> _SHORT PROBLEM_: Copy out the lines below word for word, leaving the picture out.

"""

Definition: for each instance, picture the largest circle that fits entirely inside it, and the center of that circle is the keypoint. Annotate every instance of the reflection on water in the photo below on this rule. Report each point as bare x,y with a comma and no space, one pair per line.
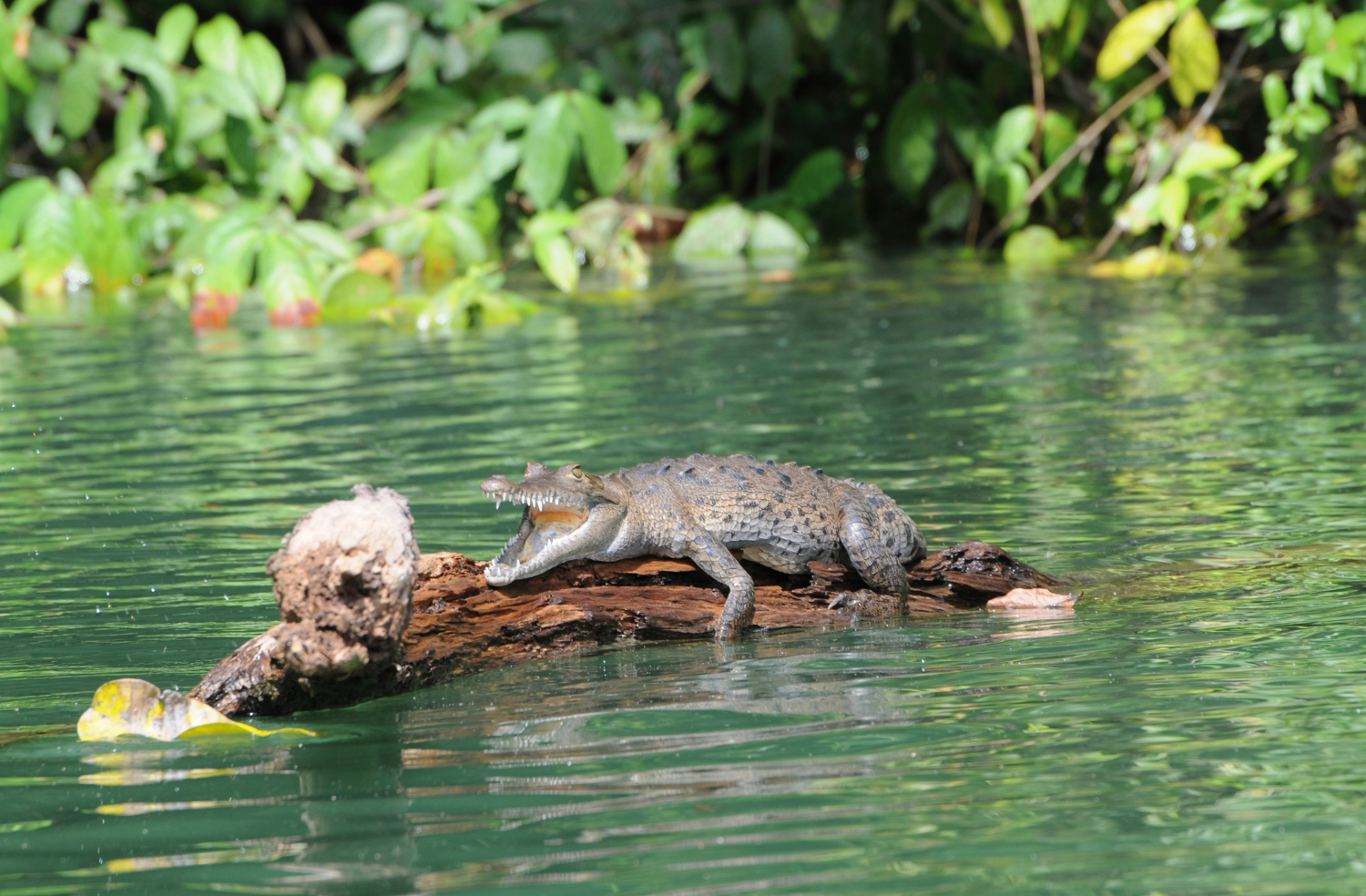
1190,455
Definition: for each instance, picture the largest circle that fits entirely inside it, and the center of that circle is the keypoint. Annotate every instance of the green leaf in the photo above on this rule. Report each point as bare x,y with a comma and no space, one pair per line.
352,297
910,139
505,117
822,16
1014,133
724,54
404,172
555,257
1275,96
218,43
606,158
1204,158
16,202
40,115
11,262
1133,37
819,175
770,49
522,52
1035,246
997,21
1306,27
545,152
322,101
1269,166
79,90
1232,15
1194,56
718,232
1174,197
382,36
770,235
262,70
174,33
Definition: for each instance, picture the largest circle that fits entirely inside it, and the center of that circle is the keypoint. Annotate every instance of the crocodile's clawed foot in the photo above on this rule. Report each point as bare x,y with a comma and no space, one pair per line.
865,603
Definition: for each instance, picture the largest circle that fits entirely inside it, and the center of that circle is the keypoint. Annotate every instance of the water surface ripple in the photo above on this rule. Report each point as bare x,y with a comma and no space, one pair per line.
1190,453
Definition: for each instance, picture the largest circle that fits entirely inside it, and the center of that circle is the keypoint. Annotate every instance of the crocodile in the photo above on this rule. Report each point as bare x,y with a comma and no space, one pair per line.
702,507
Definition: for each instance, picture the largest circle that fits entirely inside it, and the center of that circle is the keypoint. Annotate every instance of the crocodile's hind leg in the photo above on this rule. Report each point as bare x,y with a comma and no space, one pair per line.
879,567
713,559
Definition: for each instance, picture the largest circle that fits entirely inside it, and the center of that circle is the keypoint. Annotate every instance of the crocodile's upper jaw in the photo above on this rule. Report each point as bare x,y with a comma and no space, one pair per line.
566,518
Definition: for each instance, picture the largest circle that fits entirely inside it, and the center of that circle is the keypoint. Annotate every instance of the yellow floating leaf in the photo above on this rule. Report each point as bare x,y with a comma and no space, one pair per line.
1194,56
1133,37
133,707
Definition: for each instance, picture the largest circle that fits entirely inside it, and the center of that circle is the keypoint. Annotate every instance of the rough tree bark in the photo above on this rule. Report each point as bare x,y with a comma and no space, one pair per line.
366,616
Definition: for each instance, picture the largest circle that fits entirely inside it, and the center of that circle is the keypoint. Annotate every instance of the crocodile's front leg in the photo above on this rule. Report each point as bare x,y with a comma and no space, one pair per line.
879,567
712,557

"""

> _OUTPUT BELOW_:
Definition: for each instance, picture the largest circle that fits entirely inside it, and the center of that circle is the keypoint. Annotate every instance of the reflection on water in the photo below on this rule. Report each point as bare x,y with a comma and no space, one pair per line.
1190,455
Definition: for each instance, picture the largest circle that fits entirely inside it, and the center of that circle is the keypoint. Annotate every instance of the green leaf in the photo above on this rule. Report each point as bare x,y with a comma and no space, one pair per line.
352,297
910,139
505,117
822,16
1014,133
724,54
404,172
555,257
1275,96
218,43
606,158
1204,158
16,202
40,115
11,262
1133,37
819,175
770,49
522,52
1035,246
997,21
1306,27
545,152
322,101
1269,166
79,90
1232,15
1194,56
718,232
1174,197
382,36
770,235
262,70
174,33
Definition: for each instance, picture the largest circle that fits entirely inside it, and the center of that circle is the keypoint. Annotate every instance of the crocodile's clawed foot in the photo above on this rule. Report each point as bare x,y with a comma and no space, one pair per line.
865,603
Definition: for each instance, picture the largest circle that fits entirely inside it, and the center of that circle is the keypoint. Annotate every instance of the water surface ripple in the photo above on this rule. Report each point as bare x,y with a comma and no space, one pair per line.
1190,453
Definition: for each instance, picture the largest circle that fits entirely inside it, and the center of that circle is the keypoint. Annotate every instance of the crocodile in the photo above on this rule. Report each point as bare x,y with a comma and no space, one pair per line.
702,507
Definition: for each instance, picture the largest circle that fits entirely inside it, and the center of that circle is the keypoint. Annotate every instance of the crocodile's hind leg in the photo above on this rule. Report each point as bare x,y with a comma and no space, one pair per line.
879,567
713,559
Definition: for each instance, picture the largest circle that fits entirely inside it, and the center of that circle is the keypoint. Annotate every instance of the crocodile's upper jaw in the photo above on this rule. Report each point as bare x,y with a comma and no space, one pair per line.
566,518
Definition: for each instance, picture the largest circle that fits entirely inside it, and the center of that circle is the keypoint. Annotate every instance of the yellow floating leaf in the photo above on this rule. Report each point as bare x,y with a comma and no space, one pair per line.
1194,56
1133,37
133,707
Definition: for each instance, picture the largest circle that fits entirely inside it, and the center of that circle is the keypoint. Annotate every instance of the rough tree bark in the photo above on this rule. Report each point as bare x,y with a comma and no space, one pair per line.
366,616
Definition: for each instance, picture the largest circle that fits entirely inside it, and the center of that circle is the keypoint. Annotate every instance of the crocodile's front leg in the photo above on this rule. Report each point as bare x,y with a comma and no space, one pair per line.
879,567
712,557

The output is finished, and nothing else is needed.